EXERCISE OBJECTIVE
Please rename "keypoint" to "marker" everywhere in the material below, change nothing else, and leave the pictures out of what you return.

★ ★ ★ ★ ★

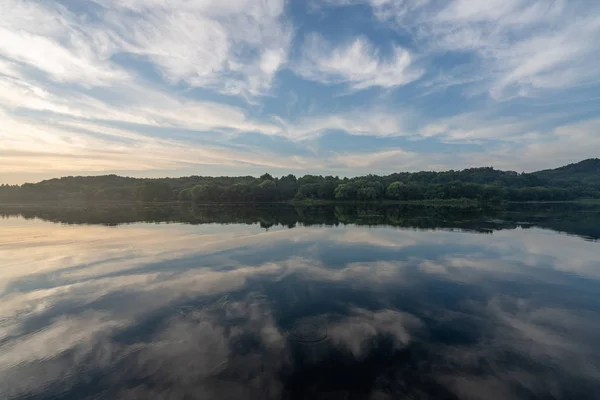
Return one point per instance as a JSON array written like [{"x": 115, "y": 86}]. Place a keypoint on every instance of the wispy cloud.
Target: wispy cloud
[{"x": 358, "y": 63}]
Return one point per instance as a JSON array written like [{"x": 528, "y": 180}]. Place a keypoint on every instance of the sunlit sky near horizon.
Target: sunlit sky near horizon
[{"x": 342, "y": 87}]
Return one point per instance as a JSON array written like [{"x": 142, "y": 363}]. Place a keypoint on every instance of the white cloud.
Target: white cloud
[
  {"x": 371, "y": 121},
  {"x": 521, "y": 46},
  {"x": 235, "y": 47},
  {"x": 357, "y": 63}
]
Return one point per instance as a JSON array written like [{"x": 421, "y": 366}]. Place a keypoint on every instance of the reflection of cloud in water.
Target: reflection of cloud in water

★ ★ ★ ★ ★

RESULT OF THE TASK
Return one point per instance as a JSON array written like [{"x": 115, "y": 86}]. Place a marker on every instance of the wispy cloud.
Target: wispy cloud
[{"x": 358, "y": 63}]
Return one point per instance as a JSON array written like [{"x": 528, "y": 180}]. Place a marker on every instance of the sunlit sky near horizon.
Target: sunlit sky near horizon
[{"x": 342, "y": 87}]
Return one point per instance as a JSON array written like [{"x": 142, "y": 363}]. Place a marker on every instance of the white cloud.
Target: white cloud
[
  {"x": 371, "y": 121},
  {"x": 521, "y": 46},
  {"x": 235, "y": 47},
  {"x": 357, "y": 63}
]
Return one point per instance as a JSON array written like [{"x": 421, "y": 366}]. Place a marker on every instance of the reflection of cloud in water.
Target: reflection of cloud in water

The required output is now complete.